Dataset excerpts on object pointing
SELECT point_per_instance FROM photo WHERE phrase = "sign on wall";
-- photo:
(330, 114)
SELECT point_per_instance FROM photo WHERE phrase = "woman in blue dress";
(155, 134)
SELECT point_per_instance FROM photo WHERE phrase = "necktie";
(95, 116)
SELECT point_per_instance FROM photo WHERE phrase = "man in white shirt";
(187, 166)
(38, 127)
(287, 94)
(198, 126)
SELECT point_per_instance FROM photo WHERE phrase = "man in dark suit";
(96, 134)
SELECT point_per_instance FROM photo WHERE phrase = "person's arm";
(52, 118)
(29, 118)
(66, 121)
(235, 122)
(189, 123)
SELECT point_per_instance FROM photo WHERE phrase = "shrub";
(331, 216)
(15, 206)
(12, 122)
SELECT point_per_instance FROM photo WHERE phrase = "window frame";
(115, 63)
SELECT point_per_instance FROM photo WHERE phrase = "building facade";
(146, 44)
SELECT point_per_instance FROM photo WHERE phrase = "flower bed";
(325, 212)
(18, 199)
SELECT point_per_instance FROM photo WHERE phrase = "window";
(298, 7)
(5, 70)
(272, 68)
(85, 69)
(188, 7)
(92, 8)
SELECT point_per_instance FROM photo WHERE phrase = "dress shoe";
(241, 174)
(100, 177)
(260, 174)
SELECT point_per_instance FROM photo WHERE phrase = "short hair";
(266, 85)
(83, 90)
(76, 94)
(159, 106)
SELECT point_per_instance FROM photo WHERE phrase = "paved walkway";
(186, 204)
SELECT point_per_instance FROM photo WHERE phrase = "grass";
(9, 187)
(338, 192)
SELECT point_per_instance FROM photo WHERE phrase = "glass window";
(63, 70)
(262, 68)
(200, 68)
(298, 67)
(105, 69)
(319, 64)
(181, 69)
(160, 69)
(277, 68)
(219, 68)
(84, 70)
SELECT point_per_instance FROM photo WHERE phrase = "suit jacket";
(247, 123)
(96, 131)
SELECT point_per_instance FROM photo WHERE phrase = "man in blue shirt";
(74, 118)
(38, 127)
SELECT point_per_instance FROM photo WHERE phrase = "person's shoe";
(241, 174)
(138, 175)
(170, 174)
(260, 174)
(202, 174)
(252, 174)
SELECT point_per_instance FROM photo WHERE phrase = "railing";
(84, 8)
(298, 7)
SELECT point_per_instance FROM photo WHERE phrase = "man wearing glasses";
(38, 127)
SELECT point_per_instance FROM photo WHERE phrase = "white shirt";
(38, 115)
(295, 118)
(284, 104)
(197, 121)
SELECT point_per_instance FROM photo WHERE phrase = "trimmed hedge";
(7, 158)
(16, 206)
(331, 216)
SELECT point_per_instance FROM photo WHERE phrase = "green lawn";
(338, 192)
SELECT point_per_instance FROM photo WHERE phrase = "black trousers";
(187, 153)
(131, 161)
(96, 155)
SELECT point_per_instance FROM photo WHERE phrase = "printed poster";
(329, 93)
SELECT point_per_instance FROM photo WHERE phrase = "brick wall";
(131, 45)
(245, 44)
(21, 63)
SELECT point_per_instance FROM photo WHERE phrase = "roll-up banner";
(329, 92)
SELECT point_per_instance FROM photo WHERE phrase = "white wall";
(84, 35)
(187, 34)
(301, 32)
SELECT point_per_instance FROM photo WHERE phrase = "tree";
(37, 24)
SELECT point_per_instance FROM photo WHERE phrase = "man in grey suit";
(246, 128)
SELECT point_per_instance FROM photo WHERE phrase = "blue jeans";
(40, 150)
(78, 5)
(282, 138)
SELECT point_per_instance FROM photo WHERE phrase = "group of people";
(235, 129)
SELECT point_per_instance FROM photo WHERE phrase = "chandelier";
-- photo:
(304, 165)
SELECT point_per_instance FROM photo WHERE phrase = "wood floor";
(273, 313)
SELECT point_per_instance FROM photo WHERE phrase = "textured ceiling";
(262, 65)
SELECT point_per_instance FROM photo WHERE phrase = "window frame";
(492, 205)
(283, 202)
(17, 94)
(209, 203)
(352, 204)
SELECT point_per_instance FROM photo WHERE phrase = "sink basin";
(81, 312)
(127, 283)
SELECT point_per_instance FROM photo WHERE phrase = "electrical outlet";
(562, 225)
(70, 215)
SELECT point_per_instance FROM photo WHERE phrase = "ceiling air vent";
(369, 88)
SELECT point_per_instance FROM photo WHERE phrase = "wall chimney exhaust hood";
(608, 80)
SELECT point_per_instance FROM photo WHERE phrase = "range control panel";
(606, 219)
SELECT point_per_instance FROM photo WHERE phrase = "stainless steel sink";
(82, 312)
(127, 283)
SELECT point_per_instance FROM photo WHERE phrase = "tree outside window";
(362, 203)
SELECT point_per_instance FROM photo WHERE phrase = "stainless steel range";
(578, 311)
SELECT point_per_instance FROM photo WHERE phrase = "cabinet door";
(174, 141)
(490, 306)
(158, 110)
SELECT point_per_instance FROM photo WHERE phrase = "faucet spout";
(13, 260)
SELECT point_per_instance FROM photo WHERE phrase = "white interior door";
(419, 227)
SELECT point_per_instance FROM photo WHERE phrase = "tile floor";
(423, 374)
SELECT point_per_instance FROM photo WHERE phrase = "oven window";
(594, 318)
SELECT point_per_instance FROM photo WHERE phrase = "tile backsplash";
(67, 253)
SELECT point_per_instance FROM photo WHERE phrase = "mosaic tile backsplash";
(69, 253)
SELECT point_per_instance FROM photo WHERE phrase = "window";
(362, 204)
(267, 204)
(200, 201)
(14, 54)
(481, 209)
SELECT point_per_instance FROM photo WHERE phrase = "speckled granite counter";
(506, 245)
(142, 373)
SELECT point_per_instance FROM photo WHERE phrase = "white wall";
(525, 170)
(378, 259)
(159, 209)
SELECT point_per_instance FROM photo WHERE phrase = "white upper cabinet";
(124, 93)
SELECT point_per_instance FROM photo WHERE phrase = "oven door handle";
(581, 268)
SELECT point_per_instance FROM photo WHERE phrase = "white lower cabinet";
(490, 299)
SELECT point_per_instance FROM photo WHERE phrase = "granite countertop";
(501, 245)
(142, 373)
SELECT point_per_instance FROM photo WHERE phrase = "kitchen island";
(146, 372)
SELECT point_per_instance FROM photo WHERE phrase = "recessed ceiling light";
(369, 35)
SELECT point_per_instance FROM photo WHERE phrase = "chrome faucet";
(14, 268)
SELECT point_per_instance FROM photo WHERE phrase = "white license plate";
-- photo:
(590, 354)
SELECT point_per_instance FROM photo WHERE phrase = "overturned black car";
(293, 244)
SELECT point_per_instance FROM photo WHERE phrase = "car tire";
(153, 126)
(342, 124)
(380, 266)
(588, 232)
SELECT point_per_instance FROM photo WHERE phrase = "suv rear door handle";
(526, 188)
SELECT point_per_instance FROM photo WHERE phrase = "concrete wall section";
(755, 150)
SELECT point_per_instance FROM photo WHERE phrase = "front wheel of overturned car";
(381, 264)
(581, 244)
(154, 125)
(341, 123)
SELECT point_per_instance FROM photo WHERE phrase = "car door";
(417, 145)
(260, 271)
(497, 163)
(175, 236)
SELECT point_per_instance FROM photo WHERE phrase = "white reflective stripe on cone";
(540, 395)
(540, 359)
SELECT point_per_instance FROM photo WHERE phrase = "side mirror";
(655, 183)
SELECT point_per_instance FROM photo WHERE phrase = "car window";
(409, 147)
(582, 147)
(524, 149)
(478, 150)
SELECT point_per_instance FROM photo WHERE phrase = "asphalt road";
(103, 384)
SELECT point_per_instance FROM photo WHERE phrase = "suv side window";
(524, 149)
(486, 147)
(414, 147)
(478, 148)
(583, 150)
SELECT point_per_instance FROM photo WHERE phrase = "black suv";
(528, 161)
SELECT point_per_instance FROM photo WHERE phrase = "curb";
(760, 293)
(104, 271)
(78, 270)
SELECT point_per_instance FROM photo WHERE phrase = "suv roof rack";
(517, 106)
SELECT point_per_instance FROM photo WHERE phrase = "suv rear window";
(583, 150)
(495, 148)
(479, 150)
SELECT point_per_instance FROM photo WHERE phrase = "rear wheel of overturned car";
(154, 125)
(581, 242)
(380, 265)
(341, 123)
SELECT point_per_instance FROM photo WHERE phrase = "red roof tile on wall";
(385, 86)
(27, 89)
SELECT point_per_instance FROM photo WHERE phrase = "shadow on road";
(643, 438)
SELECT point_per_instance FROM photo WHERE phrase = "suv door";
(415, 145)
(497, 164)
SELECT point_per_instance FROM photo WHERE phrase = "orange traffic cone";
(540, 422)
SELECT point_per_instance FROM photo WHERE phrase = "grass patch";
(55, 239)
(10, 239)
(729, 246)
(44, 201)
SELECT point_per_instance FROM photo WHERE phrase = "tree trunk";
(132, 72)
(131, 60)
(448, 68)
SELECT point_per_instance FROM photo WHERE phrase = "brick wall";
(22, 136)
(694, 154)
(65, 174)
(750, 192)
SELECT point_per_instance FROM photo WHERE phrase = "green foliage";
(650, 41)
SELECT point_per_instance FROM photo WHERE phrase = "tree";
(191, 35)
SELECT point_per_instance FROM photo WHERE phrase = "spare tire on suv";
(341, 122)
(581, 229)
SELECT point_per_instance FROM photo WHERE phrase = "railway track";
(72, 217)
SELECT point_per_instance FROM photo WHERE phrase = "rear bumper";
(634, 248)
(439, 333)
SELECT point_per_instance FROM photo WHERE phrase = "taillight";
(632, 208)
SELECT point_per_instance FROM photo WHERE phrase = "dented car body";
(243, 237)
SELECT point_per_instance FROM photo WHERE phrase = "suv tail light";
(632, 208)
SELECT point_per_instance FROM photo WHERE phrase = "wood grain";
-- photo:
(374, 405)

--

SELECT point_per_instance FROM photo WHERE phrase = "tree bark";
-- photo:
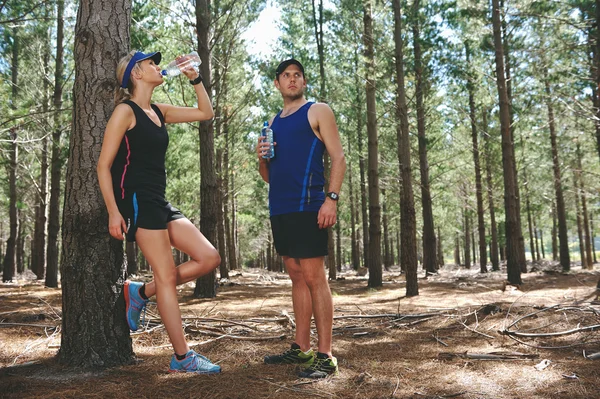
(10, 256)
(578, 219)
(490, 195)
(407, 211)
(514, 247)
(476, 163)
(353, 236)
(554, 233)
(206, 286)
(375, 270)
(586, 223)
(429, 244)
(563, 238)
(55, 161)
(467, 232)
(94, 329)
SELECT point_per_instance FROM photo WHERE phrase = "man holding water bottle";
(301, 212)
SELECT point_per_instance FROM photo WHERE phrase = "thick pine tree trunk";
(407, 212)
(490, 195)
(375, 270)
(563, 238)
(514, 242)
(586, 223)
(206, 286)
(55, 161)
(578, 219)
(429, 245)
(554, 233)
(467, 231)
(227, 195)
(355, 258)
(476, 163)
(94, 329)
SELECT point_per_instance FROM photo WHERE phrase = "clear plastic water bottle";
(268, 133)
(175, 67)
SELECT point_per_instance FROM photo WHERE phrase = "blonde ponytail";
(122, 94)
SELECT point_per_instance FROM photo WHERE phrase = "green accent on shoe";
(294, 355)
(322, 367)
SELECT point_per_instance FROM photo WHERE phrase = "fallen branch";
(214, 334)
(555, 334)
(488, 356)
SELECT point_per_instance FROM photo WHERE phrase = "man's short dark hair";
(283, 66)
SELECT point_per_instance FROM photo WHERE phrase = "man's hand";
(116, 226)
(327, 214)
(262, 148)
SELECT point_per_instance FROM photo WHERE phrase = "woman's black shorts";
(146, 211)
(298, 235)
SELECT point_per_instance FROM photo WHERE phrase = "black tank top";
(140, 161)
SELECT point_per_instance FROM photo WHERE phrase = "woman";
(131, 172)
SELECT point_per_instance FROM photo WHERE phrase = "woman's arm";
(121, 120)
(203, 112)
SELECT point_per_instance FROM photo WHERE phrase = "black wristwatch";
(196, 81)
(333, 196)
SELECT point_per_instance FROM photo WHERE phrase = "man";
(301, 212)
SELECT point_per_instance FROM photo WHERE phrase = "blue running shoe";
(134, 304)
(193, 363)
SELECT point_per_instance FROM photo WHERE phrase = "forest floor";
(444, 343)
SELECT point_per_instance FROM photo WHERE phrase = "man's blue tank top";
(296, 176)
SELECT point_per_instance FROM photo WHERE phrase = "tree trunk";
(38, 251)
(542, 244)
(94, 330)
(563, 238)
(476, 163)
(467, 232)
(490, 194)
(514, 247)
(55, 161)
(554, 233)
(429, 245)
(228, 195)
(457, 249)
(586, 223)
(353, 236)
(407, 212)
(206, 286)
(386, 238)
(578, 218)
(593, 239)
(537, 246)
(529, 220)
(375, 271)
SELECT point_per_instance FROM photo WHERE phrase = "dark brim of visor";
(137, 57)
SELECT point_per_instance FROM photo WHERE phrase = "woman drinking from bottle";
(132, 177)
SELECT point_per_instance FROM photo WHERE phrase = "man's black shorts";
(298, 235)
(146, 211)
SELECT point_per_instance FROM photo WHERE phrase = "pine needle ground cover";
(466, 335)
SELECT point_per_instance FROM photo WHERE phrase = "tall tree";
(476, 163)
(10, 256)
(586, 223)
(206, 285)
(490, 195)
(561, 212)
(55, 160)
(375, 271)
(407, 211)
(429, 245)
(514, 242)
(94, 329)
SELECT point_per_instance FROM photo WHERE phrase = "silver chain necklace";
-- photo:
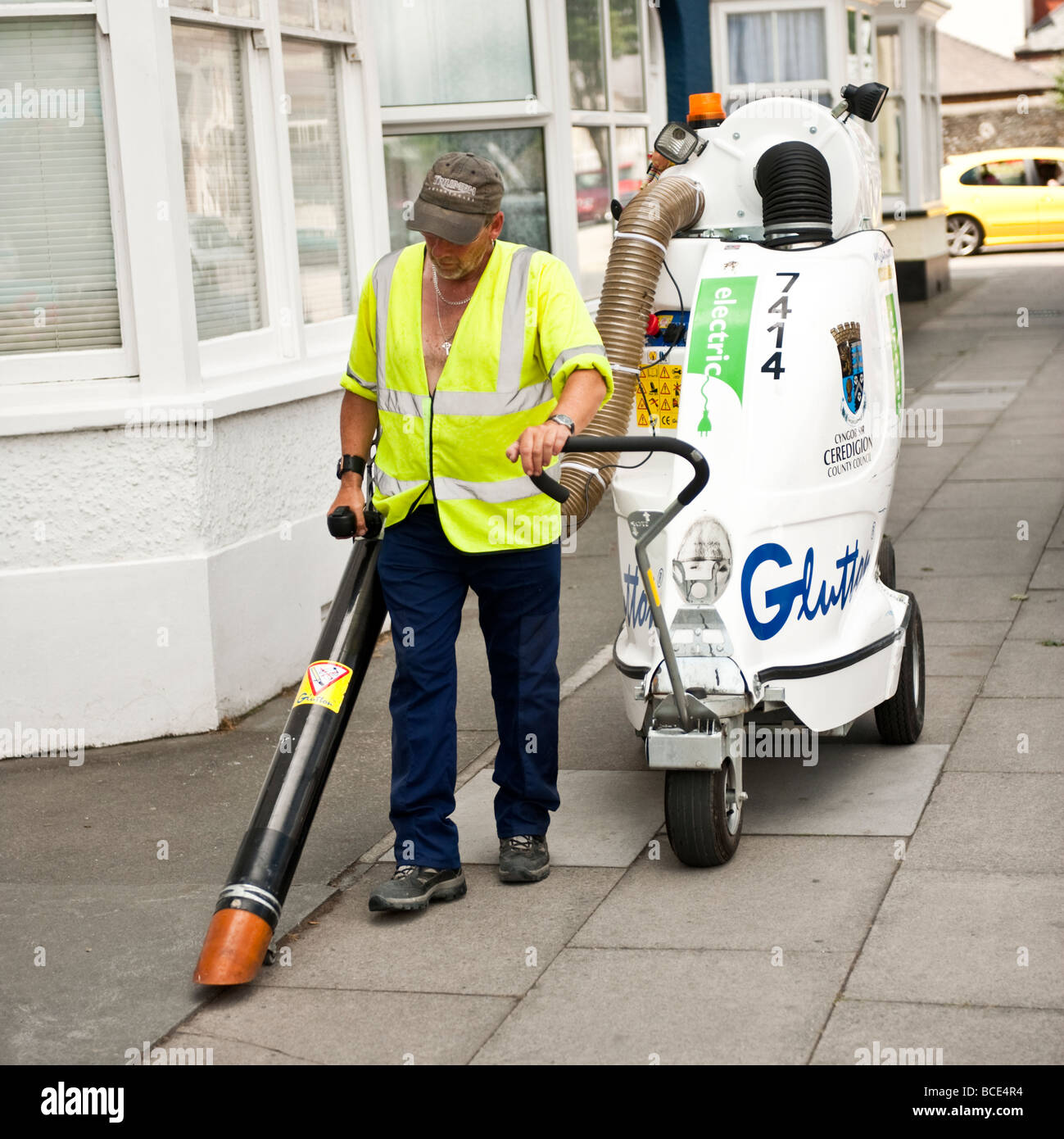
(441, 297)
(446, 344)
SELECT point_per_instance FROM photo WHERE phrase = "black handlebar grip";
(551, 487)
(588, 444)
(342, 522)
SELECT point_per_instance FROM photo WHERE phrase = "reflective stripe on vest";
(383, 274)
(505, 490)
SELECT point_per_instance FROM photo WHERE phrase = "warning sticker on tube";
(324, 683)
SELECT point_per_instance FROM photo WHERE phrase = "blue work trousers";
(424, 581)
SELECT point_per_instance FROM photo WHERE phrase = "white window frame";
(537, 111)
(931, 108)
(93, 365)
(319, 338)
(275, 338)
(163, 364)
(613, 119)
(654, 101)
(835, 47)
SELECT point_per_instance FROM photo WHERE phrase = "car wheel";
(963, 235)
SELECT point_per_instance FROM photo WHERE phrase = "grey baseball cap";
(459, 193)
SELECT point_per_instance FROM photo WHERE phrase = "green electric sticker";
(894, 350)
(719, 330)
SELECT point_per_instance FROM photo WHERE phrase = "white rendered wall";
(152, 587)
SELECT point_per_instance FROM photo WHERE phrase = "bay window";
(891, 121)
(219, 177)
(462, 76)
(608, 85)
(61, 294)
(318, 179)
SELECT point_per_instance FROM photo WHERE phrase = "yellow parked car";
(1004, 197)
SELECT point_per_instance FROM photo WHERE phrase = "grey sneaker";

▶ _WHAT IS ASKED_
Return every line of the records above that contains the string "stainless", copying each line in full.

▶ _THE RESULT_
SELECT point_per_instance FROM photo WHERE phrase = "stainless steel sink";
SELECT point_per_instance FROM photo WHERE phrase = "stainless steel range";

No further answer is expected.